Work item :: A verbatim copy of the records is required, with all pictures left out.
──────── Exercise materials ────────
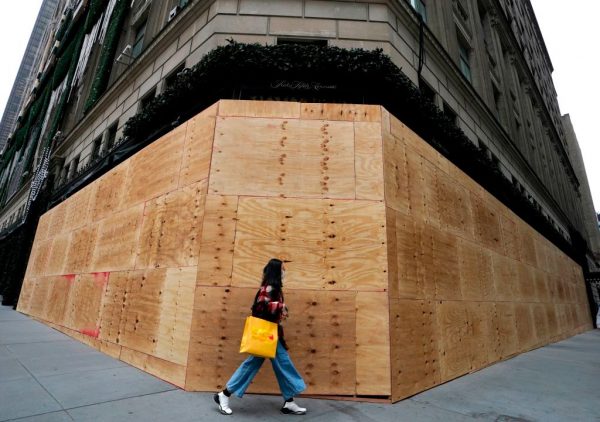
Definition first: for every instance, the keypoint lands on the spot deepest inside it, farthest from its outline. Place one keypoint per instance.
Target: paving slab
(101, 386)
(24, 397)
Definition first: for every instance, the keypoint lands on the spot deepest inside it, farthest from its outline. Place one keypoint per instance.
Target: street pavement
(47, 376)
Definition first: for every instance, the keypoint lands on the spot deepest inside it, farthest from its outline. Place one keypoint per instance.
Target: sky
(570, 32)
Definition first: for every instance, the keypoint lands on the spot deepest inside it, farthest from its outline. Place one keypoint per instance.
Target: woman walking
(269, 305)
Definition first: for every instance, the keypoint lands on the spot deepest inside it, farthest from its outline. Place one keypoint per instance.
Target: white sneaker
(223, 401)
(291, 408)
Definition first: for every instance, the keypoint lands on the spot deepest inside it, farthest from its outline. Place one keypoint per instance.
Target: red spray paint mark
(101, 279)
(91, 332)
(70, 277)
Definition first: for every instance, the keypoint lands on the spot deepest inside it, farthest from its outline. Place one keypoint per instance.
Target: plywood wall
(470, 282)
(402, 272)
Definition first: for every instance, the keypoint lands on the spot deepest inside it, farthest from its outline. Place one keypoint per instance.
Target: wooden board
(171, 229)
(312, 159)
(368, 161)
(198, 147)
(155, 169)
(117, 241)
(329, 244)
(414, 352)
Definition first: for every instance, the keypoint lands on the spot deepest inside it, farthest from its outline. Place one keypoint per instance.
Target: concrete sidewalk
(47, 376)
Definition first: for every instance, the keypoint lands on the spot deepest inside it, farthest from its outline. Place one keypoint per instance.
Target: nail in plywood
(288, 158)
(372, 344)
(321, 238)
(368, 161)
(414, 340)
(215, 259)
(476, 277)
(109, 192)
(117, 240)
(395, 175)
(198, 148)
(348, 112)
(155, 169)
(170, 233)
(455, 340)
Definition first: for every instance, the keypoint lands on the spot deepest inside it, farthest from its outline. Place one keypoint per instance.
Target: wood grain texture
(313, 159)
────────
Response ::
Definition first: for every instance, the keypoint lands on the spot deepest inside it, farthest from its outline. Place one keypoint per instance.
Target: paving slab
(101, 386)
(24, 397)
Definition first: for every instance, the keypoint lands on the spot deepest inside it, farthest from its outline. Place one keypoint per instance.
Target: street pavement
(47, 376)
Definition first: for every instance, the keypoint lands on the spot deepest inside it, farthest from its outline. Place one keypoint per instance.
Target: sky
(570, 32)
Definition first: for every instance, the keypoint lands on the spot deepest inside it, farthest from its outline. Place one keypoint per instance.
Target: woman walking
(269, 305)
Definition first: for every instance, the keypoint lands on the spot deepest inside it, farthest from its outline. Place one keypoint per instance.
Target: white sneaker
(223, 401)
(291, 408)
Definition first: for every instance, the keypoint lands on the spot deepest inside it, farthest from its outline. Place one keypoint per instance.
Target: red spray paint mark
(101, 279)
(91, 332)
(70, 277)
Definition first: for every instance, the keypoint lands on the spot deepest inside it, farthest from its outline. Place one keypoint per instance.
Target: plywood wall
(470, 282)
(402, 272)
Definition first: for every instance, the keypoint lands on the spot deepest inside it, farthest from its outline. Place one keypoint per instance.
Target: wooden board
(171, 229)
(312, 159)
(368, 161)
(198, 147)
(155, 169)
(117, 241)
(329, 244)
(414, 352)
Definition first: for every instance, the keypoint lands on the spot deepest inside it, farthest from its outline. Place one keypoint per instance.
Target: concrete sidewalk
(47, 376)
Definition first: for every instance, the keypoint lands on the spot deepest inside it, farthest from its outline. Place one keypoint per instance.
Target: nail in plywood
(288, 158)
(372, 344)
(321, 238)
(368, 161)
(414, 340)
(215, 259)
(476, 277)
(109, 192)
(117, 240)
(395, 175)
(198, 148)
(348, 112)
(155, 169)
(170, 233)
(455, 340)
Definition first: for every instance, the keypoint lands on the spot deepest inside it, farthest from its outline. Place one keypoint per instance.
Target: wood grain texture
(313, 159)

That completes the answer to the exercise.